Transcribe each of the following records line for line, with no changes to wording or punctuation.
-------- Provided records
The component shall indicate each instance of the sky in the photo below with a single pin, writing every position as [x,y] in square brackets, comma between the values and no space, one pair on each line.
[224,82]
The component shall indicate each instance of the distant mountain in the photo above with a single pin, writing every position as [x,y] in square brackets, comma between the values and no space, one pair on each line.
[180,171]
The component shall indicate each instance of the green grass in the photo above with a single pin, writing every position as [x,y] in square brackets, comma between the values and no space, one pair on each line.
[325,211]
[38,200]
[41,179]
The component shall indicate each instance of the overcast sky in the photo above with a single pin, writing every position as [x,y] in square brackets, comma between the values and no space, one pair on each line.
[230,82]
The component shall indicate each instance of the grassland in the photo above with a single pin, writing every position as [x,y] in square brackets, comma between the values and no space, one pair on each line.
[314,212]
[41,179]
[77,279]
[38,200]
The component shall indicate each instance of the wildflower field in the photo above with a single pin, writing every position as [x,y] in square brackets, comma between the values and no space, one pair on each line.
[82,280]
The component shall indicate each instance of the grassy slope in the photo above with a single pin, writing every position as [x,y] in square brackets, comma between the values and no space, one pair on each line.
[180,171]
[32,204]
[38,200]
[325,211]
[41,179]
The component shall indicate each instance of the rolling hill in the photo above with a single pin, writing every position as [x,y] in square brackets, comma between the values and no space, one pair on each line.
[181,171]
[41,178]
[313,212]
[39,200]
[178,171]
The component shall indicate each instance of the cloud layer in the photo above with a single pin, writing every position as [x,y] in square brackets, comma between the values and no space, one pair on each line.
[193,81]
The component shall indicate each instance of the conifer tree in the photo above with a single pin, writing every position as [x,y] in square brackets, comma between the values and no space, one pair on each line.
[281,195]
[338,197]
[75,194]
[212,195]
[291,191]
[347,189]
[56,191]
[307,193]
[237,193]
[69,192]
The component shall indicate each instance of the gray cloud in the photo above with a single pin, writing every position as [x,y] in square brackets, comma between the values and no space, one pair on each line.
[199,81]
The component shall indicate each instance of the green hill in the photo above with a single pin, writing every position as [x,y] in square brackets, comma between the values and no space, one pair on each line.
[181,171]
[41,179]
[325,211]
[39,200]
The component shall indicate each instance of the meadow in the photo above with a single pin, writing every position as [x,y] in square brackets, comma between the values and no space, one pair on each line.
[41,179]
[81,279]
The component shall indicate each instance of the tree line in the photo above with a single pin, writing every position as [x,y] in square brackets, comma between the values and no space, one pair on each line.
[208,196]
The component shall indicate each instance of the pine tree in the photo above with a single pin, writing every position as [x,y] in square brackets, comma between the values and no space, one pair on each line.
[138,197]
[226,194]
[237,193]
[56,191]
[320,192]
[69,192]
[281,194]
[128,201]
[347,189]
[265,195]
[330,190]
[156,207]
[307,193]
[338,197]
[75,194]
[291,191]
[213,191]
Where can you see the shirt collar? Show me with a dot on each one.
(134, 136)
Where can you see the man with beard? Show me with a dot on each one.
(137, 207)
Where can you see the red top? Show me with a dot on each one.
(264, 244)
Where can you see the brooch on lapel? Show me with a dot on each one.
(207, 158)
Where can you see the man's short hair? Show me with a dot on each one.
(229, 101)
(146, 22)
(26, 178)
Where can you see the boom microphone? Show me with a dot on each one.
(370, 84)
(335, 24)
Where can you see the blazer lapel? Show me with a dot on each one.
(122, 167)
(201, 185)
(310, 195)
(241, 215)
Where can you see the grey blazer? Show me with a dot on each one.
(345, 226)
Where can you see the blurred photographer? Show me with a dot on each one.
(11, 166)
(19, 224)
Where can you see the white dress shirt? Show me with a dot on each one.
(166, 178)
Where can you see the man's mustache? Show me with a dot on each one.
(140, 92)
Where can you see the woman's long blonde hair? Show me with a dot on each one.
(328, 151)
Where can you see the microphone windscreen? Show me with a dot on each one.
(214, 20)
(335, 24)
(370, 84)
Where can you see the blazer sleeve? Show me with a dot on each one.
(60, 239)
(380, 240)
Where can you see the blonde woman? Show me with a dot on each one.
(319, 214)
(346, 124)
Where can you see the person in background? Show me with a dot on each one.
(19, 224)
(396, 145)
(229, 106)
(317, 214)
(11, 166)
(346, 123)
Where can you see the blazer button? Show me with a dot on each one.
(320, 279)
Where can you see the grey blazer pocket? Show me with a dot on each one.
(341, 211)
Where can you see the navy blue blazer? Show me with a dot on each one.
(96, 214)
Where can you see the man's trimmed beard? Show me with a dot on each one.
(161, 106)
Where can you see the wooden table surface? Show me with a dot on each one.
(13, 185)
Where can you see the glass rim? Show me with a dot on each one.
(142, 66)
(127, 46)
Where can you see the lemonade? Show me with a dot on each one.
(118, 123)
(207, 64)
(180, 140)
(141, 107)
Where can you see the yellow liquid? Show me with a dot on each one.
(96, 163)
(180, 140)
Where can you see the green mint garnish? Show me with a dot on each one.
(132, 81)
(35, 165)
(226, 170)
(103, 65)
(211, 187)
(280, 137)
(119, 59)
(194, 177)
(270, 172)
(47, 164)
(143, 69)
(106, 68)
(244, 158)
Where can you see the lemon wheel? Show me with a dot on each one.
----------------
▶ **Answer in full**
The component shall indicate each instance of the sky in the photo below with a single pin, writing every position as [x,y] in square brackets, comma between the values and no space, one pair on each line.
[224,82]
The component shall indicate each instance of the distant mountain in the photo above with a single pin, writing every position as [x,y] in square brackets, comma between the values and no space, one pair on each line.
[180,171]
The component shall indicate each instance of the green grass in the photo above with a single pin, writing every position as [x,y] in square brackets, comma between the values and no space, one pair on each line.
[325,211]
[38,200]
[41,179]
The component shall indicate each instance of the overcast sky in the photo above with a single pin, writing every position as [x,y] in square brackets, comma between the values and no space, one pair on each line.
[230,82]
The component shall indicate each instance of the grassland in the photo above with a single pin, writing every position as [x,y] in square brackets, comma between the values and no space, one pair on each line.
[314,212]
[41,179]
[77,279]
[38,200]
The component shall indicate each instance of the wildflower field in the photo above with a single pin, writing every position as [x,y] in square brackets, comma between the values and no space, one pair on each line.
[82,280]
The component shall indicate each instance of the grassy slope in the photo above with a single pin, writing every position as [x,y] in square brackets, comma between the values and no space, one pair on each line.
[180,171]
[32,204]
[38,200]
[325,211]
[41,179]
The component shall indicate each instance of the rolling hill in the photo above with a single pin, writing every position as [x,y] in square brackets, comma between the values and no space, one pair on each line.
[181,171]
[41,178]
[313,212]
[39,200]
[178,171]
The component shall indicate each instance of the cloud layer in the photo above with a single pin, writing every position as [x,y] in square brackets, comma between the values and no space, one pair on each line.
[193,81]
The component shall indicate each instance of the conifer tree in the photo above with a single pin, writing every position as [x,y] in square brackets, comma between the values and no space, one pair on each line.
[281,195]
[338,197]
[75,194]
[212,195]
[291,191]
[347,189]
[56,191]
[307,193]
[237,193]
[69,192]
The component shall indicate each instance of the gray cloud in the photo above with a single pin, writing every position as [x,y] in square brackets, comma between the values and no space, one pair on each line.
[199,81]
The component shall indicate each instance of the green hill in the photo above with a single pin, writing every position as [x,y] in square brackets, comma between the values and no space, one pair on each line.
[181,171]
[41,179]
[325,211]
[39,200]
The component shall indicate each instance of the meadow in the photo above with a single pin, writing every position as [x,y] in square brackets, comma between the values and no space, one pair on each line.
[41,179]
[81,279]
The component shall indicate each instance of the tree line in the photo above with a single pin, writing every position as [x,y] in square brackets, comma between the values and no space, one pair on each line.
[208,196]
The component shall indicate each instance of the pine tree in the photo above with a single pin, writing every position as [x,y] in square brackets, comma between the values and no space, one pair on each line.
[138,197]
[226,194]
[237,193]
[56,191]
[320,192]
[69,192]
[281,194]
[128,201]
[347,189]
[265,195]
[330,190]
[156,207]
[307,193]
[338,197]
[75,194]
[291,191]
[213,191]
Where can you see the shirt collar? Show me with a dot on each one.
(134, 136)
Where can you see the man with beard? Show me with a dot on each one.
(137, 207)
Where can you see the red top? Show me with a dot on each one.
(264, 244)
Where can you see the brooch on lapel? Show me with a dot on each one.
(207, 158)
Where can you see the man's short hair? Show me with a dot on each one.
(229, 101)
(146, 22)
(26, 178)
Where can you see the boom microphone? Show me with a dot on each one.
(370, 84)
(335, 24)
Where can you see the blazer lapel? Show me with a dot on each one.
(122, 167)
(201, 185)
(310, 195)
(241, 215)
Where can you see the grey blazer? Show me with a dot on each one.
(345, 226)
Where can you see the blurred photographer? Show me with a dot on each one.
(11, 166)
(19, 224)
Where can you see the white dress shirt? Show me with a dot on each one.
(166, 178)
Where can you see the man's mustache? Show me with a dot on each one.
(140, 92)
Where can you see the woman's long blonde hair? Show me with a dot on each one.
(328, 151)
Where can you see the microphone windscreen? Show me with a dot on each one.
(214, 20)
(335, 24)
(370, 84)
Where can you see the blazer sleeve? Show me with a dot on each one.
(60, 239)
(380, 240)
Where can you see the blonde woman? Show me with a dot on each one.
(319, 214)
(346, 124)
Where can you see the person in background? Show me with a dot on each one.
(19, 224)
(396, 145)
(229, 106)
(317, 214)
(11, 166)
(346, 123)
Where can you see the blazer button? Show me with a dot on each one.
(320, 279)
Where can you see the grey blazer pocket? Show me with a dot on each one.
(341, 211)
Where can you see the navy blue blazer? Show me with a dot on each one.
(96, 214)
Where can you see the man's trimmed beard? Show me with a dot on each one.
(161, 106)
Where can you see the wooden table surface? Show me with a dot on each one.
(13, 185)
Where can you see the glass rim? Show me with a dot on each one.
(142, 66)
(127, 46)
Where can you see the lemonade? Show me with a dot on each one.
(118, 123)
(207, 64)
(180, 140)
(141, 107)
Where can you see the yellow liquid? Show me with a dot on each one.
(96, 163)
(180, 140)
Where can you see the green mint garnish? Show me with a dot on each one.
(132, 81)
(35, 165)
(226, 170)
(103, 65)
(211, 187)
(280, 137)
(119, 59)
(194, 177)
(270, 172)
(47, 164)
(143, 69)
(106, 68)
(244, 158)
Where can you see the lemon wheel? Show me with a dot on each one.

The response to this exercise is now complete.